**What you have to do**
Please pick out every line in the items below that contains the string "wall", and copy each of those lines. Case counts when matching.

**Input rows**
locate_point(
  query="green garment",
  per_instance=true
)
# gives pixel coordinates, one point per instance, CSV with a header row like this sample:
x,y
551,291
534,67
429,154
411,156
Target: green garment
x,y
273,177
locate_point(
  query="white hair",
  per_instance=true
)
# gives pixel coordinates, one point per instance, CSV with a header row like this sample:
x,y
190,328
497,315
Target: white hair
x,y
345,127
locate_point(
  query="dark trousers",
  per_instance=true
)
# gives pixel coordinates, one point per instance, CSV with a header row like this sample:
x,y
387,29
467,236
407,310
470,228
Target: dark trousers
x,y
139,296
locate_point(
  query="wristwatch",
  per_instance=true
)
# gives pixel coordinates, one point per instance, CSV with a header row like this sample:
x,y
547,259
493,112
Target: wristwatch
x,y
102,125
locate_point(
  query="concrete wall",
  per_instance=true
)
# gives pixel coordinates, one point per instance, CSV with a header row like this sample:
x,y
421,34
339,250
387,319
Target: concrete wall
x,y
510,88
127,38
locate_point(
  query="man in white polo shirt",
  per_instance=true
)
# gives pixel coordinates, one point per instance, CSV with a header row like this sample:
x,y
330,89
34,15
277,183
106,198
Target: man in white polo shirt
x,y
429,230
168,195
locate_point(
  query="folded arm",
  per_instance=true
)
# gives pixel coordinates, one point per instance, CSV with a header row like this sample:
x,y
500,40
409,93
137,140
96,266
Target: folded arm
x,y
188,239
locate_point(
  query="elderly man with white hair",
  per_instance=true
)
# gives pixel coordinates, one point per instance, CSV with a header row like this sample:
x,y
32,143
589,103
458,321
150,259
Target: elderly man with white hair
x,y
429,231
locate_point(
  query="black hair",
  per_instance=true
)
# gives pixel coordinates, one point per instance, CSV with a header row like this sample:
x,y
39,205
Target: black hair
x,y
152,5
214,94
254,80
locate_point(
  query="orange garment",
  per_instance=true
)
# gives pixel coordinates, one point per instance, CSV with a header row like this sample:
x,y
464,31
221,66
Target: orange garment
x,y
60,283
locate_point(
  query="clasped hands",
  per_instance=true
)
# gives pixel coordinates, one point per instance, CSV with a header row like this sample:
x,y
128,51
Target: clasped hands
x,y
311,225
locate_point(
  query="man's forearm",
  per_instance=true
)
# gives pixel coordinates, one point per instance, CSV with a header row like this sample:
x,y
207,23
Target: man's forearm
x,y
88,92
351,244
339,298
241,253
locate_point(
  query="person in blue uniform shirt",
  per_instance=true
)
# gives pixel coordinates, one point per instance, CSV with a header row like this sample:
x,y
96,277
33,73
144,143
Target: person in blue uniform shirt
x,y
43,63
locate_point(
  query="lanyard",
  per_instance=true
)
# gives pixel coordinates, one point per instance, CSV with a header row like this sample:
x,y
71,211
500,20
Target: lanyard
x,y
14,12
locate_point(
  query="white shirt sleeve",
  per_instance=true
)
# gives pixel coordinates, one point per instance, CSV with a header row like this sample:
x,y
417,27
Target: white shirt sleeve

**Worked answer**
  query="concrete wall",
Target: concrete wall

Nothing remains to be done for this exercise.